*Task goal:* Recast the records starting at the line that contains "Where can you see the front" and ending at the line that contains "<point>75,34</point>" as a two-column CSV with the headers record_text and recorded_points, one row per record. Put each value in a single quoted field, with any line breaks replaced by spaces.

*Record set:*
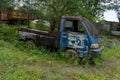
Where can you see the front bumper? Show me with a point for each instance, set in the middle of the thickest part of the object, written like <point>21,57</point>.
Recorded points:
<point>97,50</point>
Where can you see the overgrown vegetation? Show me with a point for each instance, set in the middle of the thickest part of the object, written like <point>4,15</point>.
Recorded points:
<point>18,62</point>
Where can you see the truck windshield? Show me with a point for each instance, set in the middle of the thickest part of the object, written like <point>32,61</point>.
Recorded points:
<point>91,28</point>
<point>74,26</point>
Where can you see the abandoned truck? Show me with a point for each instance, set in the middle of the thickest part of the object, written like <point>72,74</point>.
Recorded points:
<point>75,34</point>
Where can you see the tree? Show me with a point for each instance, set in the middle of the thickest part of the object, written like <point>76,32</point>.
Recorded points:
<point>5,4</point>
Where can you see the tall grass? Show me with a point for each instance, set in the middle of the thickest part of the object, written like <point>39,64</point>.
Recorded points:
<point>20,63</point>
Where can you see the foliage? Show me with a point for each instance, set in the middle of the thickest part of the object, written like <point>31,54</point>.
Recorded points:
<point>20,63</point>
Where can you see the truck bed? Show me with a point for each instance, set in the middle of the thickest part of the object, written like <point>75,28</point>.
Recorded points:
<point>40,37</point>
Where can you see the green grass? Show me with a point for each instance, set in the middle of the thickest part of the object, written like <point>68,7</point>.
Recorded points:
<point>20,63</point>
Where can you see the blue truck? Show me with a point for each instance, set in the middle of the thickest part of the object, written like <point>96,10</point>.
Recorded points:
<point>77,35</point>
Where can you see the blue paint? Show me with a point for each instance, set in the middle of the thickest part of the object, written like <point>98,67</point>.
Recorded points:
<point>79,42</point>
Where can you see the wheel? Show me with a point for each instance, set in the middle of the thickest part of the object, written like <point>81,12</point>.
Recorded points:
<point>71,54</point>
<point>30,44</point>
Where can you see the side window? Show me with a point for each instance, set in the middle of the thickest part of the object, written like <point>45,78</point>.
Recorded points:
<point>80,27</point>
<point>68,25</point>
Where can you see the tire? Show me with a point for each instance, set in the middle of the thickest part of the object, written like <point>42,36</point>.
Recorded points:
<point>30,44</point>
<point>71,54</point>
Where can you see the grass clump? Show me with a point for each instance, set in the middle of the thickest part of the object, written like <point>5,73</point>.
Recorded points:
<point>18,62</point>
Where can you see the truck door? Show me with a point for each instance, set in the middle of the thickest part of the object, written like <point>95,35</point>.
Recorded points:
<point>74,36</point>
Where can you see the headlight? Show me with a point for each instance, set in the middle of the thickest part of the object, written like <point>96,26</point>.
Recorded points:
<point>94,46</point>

* * *

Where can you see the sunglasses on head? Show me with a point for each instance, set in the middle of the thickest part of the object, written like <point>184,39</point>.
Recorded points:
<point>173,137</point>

*The answer:*
record_text,recorded_points
"Where can you see the front bumper? Show me with a point for each instance, set in the middle of the thickest part of the object, written like <point>21,57</point>. Recorded points:","<point>97,50</point>"
"Where can you see the overgrown vegetation? Show me with a point for each instance, set in the middle of the thickest part of the object, written like <point>4,15</point>. Recorded points:","<point>18,62</point>"
"Where can you see the truck windshield? Show me with a point for each instance, set in the middle of the thickest part of the object, written like <point>32,61</point>. Recorded points:","<point>91,28</point> <point>74,26</point>"
"Where can you see the abandoned truck? Show me with a point for each instance, set in the middle of the thickest part of the object, written like <point>72,74</point>. Recorded points:","<point>75,34</point>"